Information given:
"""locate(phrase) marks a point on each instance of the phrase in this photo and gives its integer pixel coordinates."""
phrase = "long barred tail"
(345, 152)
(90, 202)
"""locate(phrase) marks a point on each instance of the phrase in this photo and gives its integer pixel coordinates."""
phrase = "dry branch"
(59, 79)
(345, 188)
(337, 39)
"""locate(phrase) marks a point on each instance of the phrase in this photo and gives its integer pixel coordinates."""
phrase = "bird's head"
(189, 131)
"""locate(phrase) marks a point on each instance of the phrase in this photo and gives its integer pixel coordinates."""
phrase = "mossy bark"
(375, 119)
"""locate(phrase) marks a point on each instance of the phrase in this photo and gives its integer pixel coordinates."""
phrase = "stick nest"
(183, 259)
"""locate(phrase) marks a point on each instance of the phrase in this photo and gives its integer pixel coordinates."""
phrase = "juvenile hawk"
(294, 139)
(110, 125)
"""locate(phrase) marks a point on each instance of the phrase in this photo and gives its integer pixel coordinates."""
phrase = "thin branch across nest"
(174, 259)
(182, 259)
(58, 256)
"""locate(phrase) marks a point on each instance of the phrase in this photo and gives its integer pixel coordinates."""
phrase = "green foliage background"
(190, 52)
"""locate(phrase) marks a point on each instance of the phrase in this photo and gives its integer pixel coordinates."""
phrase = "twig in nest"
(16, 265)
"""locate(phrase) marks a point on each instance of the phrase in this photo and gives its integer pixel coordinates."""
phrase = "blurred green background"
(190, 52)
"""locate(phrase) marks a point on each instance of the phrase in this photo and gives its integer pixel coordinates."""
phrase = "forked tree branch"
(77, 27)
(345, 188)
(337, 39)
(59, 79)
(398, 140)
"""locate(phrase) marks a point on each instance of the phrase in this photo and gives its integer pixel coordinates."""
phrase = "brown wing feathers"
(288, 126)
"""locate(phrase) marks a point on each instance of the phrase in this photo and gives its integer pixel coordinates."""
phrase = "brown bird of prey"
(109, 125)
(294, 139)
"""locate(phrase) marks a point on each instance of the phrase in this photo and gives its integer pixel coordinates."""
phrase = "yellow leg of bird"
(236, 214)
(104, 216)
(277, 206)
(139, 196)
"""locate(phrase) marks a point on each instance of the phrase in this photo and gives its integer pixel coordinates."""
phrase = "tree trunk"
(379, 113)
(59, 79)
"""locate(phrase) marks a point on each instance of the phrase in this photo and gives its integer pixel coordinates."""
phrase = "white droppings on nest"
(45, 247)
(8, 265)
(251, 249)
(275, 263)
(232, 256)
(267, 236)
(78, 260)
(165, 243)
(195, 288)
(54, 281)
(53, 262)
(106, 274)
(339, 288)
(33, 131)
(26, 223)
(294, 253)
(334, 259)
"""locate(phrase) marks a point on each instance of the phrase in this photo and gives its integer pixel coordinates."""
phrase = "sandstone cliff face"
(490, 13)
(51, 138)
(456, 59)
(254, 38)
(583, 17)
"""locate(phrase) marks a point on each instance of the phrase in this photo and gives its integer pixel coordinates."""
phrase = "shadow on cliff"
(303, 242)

Description of the task: Exactly reproduce all of the entries above.

Reply to the exercise:
"""locate(phrase) marks a point on each instance of the phrase in this photo and gives its integer pixel coordinates."""
phrase = "long barred tail"
(345, 152)
(90, 202)
"""locate(phrase) marks a point on each instance of the phrase in this photo and gives its integer pixel coordinates."""
phrase = "dry branch"
(59, 79)
(345, 188)
(337, 39)
"""locate(phrase) marks a point on each instance of the phrase in this photo and gives its integer pixel coordinates."""
phrase = "bird's head"
(189, 131)
"""locate(phrase) marks a point on each instance of the phrase in this photo and gives its integer pixel coordinates."""
phrase = "mossy bark"
(375, 119)
"""locate(phrase) marks a point on each instance of the phrase in this photo and gives its integer pixel coordinates."""
phrase = "stick nest"
(183, 259)
"""locate(phrase) marks a point on each instance of the phrase in this photo and gives its integer pixel coordinates."""
phrase = "juvenile hawk"
(294, 139)
(110, 125)
"""locate(phrase) marks a point on each instance of the phrase in this photo and gives its integer pixel coordinates."""
phrase = "thin branch across nest"
(174, 259)
(182, 259)
(58, 256)
"""locate(phrase) marks a point on each instance of the phrase in this photo and gives its integer pixel coordinates."""
phrase = "green foliage background"
(190, 52)
"""locate(phrase) marks a point on each instance of the phrase in this photo and gives its integer pixel coordinates."""
phrase = "twig in nest"
(16, 265)
"""locate(phrase) marks a point on each instance of the phrase in this photo and gives its integer pixel coordinates."""
phrase = "blurred green background"
(190, 52)
"""locate(phrase) marks a point on each instance of the phrase in this photo and gives its integer pixel coordinates."""
phrase = "forked tree branch"
(77, 27)
(345, 188)
(337, 39)
(59, 79)
(398, 140)
"""locate(phrase) marks a point on each instance of the phrase in this photo and gives its integer pixel coordinates."""
phrase = "brown wing feathers"
(288, 126)
"""locate(phrase) marks a point on each instance of the phrase in this photo and gives its integer pixel coordinates."""
phrase = "brown bird of prey"
(109, 125)
(294, 139)
"""locate(phrase) marks a point on each instance of the phrase in this photo and gives its integer pixel coordinates."""
phrase = "yellow leg of bird"
(236, 214)
(104, 216)
(277, 206)
(139, 196)
"""locate(phrase) marks a point on each instance of the phrase in this photo and gives its integer pixel coordinates."""
phrase = "tree trunk"
(379, 113)
(59, 79)
"""locate(phrase) marks a point on each instance of the phrase in this photo and gives its integer pixel coordinates."""
phrase = "white droppings on nest"
(45, 247)
(8, 265)
(251, 249)
(275, 263)
(232, 256)
(267, 236)
(78, 260)
(165, 243)
(195, 288)
(54, 281)
(53, 262)
(106, 274)
(339, 288)
(33, 131)
(26, 223)
(294, 253)
(334, 259)
"""locate(phrase) marks a point on each instance of the phrase in this photo and gives its integer pixel coordinates."""
phrase = "sandstone cliff face"
(490, 13)
(51, 138)
(456, 59)
(254, 38)
(583, 17)
"""locate(phrase) marks a point on each instance of the phrase in this photo and gives its integer pixel coordinates."""
phrase = "shadow on cliff"
(303, 242)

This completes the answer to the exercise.